- [TEXT PASSAGE]
In cases where the positive offset voltage is injected into the reference voltage $v_x^{*}$ in the sector 1, new switching states can be (POO) and (PON) as shown in Table 2. The function M in (21) for the switching states (PPO) and (PON), by considering the polarity of the input currents in the sector 1, are given by (28) and (29), respectively.

$$S_a^2{i}_a+S_b^2{i}_b+S_c^2{i}_c=i_a+i_b>0$$

(28)

$$S_a^2{i}_a+S_b^2{i}_b+S_c^2{i}_c=i_a+i_c>0$$

(29)

Therefore, when $v_{diff}<0$, meaning $v_{c1}<v_{c2},$ injecting the offset voltage higher than zero satisfies (21). Figure 3a,b show the capacitor current flow when the switching states are (POO) and (PON). In Figure 3a, the current flows only to the upper capacitor. Thus, the associated capacitor is charged. As shown in Figure 3b with $i_a=i_b+i_c$, the upper capacitor charges. Thus, the new switching states after injecting the positive offset voltage in the sector 1, when the voltage difference $v_{diff}$ is lower than zero, can reduce the voltage difference by increasing the upper capacitor voltage, which can maintain the capacitor voltage balance.

- [PROVIDED RECORDS]
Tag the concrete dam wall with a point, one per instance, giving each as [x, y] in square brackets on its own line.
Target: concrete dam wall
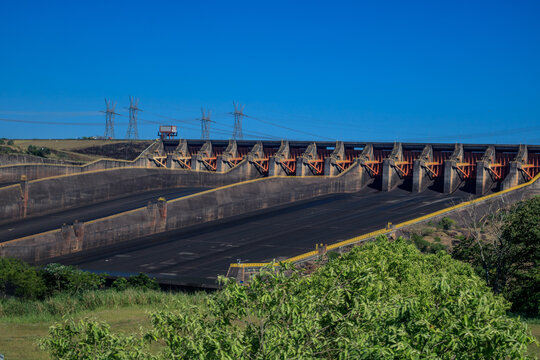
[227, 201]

==

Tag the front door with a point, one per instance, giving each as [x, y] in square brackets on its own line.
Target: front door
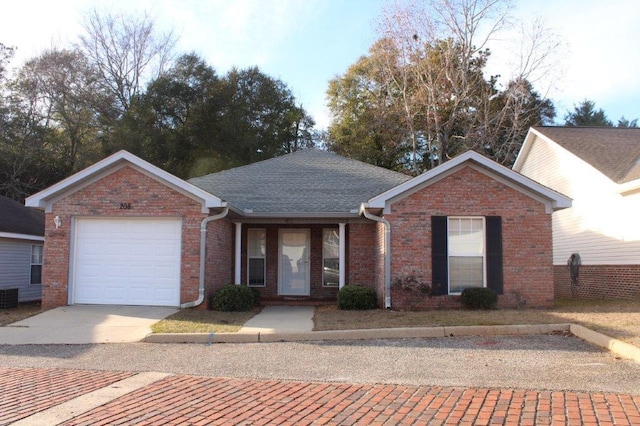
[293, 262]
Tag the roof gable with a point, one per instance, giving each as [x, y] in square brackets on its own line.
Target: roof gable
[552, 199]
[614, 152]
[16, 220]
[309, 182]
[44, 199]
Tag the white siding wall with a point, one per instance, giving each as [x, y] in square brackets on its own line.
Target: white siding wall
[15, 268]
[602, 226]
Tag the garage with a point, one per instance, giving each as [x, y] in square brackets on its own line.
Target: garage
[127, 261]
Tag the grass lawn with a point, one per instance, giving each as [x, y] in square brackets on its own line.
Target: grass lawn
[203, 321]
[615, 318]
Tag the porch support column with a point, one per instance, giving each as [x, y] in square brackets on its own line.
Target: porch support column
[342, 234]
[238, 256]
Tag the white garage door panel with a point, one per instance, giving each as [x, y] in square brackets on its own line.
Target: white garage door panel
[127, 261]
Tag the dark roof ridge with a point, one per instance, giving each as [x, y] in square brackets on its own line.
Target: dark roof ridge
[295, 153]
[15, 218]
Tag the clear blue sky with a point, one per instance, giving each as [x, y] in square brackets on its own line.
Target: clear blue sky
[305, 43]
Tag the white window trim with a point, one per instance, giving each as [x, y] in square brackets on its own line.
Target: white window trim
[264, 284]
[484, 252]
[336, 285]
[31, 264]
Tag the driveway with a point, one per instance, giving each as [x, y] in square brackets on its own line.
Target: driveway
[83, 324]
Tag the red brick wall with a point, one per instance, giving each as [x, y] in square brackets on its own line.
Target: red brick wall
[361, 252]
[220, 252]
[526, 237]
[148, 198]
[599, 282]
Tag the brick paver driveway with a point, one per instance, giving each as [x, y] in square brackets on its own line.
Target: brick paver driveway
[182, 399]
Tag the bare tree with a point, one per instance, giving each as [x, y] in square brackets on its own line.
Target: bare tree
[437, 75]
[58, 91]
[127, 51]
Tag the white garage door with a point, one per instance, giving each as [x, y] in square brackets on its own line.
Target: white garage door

* * *

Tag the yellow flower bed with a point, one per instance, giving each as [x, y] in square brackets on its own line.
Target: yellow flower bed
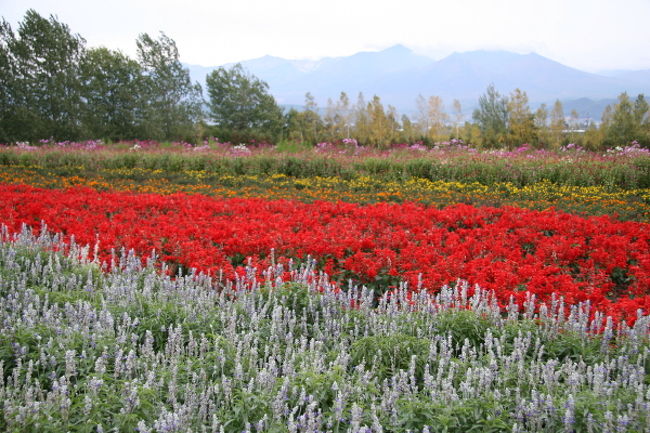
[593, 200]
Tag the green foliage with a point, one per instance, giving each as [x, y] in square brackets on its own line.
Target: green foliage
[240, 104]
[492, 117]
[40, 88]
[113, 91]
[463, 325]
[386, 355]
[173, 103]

- [INSTRUCTIONS]
- a) Answer these questions using the passage on offset voltage injection:
(i) In Figure 3a, where does the current flow?
(ii) What does the condition v_diff < 0 mean for the two capacitor voltages?
(iii) According to the final sentence, how do the new switching states reduce the voltage difference?
- b) For each statement, decide whether it agrees with the passage on offset voltage injection. Answer yes or no, and quote the words from the passage that settle it.
(i) In Figure 3b, the lower capacitor charges.
(ii) The new switching states can maintain the capacitor voltage balance.
(iii) In Figure 3a, current flows to both capacitors.
- c) Reproduce the stretch of the passage on offset voltage injection from "In cases where" through "and (29), respectively.".

- [RESULTS FOR EACH TASK]
- a)
(i) Only to the upper capacitor.
(ii) It means v_c1 < v_c2.
(iii) By increasing the upper capacitor voltage.

- b)
(i) No: "the upper capacitor charges."
(ii) Yes: "which can maintain the capacitor voltage balance."
(iii) No: "the current flows only to the upper capacitor."

- c)
In cases where the positive offset voltage is injected into the reference voltage $v_x^{*}$ in the sector 1, new switching states can be (POO) and (PON) as shown in Table 2. The function M in (21) for the switching states (PPO) and (PON), by considering the polarity of the input currents in the sector 1, are given by (28) and (29), respectively.